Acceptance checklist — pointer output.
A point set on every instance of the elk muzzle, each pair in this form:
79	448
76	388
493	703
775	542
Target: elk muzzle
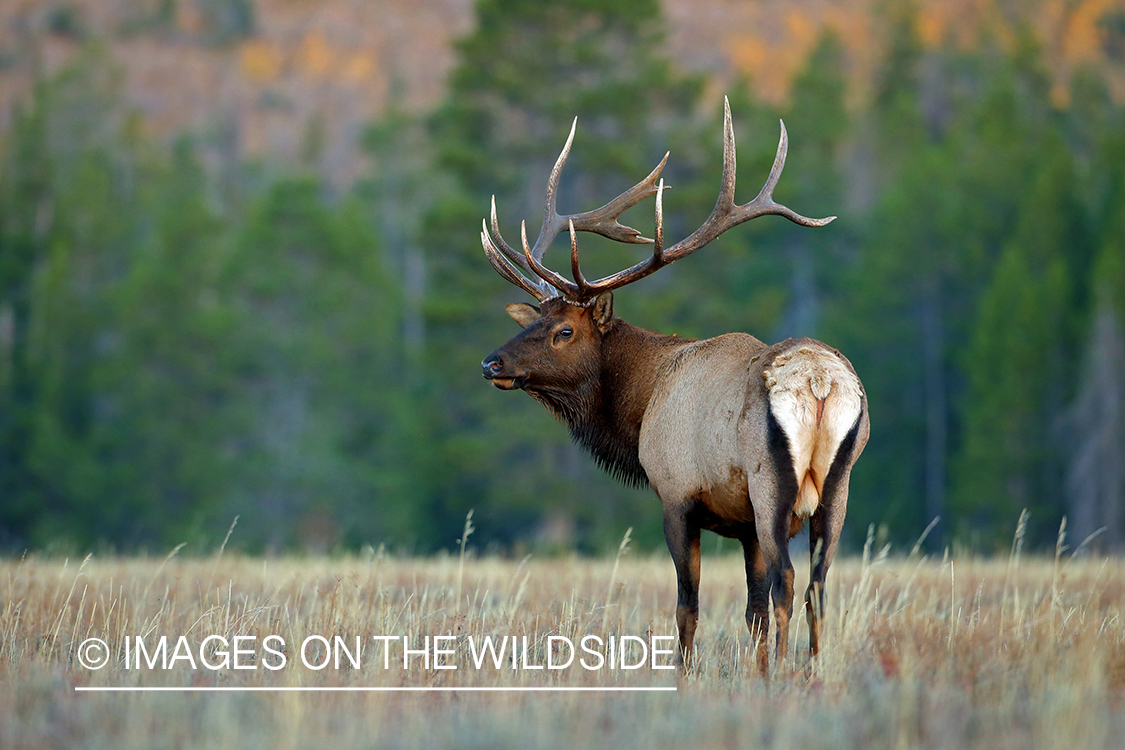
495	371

● ● ● ● ●

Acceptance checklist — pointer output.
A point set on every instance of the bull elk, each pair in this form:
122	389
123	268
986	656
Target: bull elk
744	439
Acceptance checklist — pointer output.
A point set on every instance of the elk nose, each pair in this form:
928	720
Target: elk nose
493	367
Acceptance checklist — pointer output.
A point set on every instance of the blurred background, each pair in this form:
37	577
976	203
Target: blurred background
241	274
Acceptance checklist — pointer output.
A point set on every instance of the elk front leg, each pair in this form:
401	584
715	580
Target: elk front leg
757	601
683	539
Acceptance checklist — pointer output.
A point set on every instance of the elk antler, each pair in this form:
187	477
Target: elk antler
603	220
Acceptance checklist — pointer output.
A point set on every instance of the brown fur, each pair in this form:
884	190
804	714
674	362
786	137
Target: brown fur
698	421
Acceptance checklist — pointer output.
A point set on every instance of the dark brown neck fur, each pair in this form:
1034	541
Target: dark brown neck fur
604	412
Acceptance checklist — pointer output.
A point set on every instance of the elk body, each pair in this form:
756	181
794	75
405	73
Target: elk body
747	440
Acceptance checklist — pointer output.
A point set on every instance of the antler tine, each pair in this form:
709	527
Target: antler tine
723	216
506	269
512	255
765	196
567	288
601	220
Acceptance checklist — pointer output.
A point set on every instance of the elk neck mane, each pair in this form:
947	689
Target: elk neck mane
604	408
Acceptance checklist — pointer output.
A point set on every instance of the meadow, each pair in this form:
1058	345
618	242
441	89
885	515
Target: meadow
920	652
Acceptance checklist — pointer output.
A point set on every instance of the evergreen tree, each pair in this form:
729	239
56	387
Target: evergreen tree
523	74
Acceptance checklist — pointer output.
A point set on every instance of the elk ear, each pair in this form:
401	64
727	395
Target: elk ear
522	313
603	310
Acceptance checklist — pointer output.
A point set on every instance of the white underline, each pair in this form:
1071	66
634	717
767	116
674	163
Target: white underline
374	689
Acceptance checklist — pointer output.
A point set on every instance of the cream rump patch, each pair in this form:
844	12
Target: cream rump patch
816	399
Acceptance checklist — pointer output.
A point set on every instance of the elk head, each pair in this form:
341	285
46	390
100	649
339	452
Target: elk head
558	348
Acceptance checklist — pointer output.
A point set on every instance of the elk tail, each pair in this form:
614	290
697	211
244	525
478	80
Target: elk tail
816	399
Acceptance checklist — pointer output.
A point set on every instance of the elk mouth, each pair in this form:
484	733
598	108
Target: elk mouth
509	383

● ● ● ● ●

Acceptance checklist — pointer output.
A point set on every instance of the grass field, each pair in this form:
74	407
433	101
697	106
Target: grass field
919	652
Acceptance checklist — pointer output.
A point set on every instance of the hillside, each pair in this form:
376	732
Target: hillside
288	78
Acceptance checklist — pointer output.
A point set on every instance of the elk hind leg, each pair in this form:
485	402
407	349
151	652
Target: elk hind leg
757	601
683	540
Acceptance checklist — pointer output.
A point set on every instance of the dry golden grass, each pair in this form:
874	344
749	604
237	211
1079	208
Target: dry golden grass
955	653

● ● ● ● ●

| Problem |
Report every line in the items above that contains the word "front".

| Answer for the task |
A point set on every instance of the elk front leg, each pair in this form:
Target: elk front leg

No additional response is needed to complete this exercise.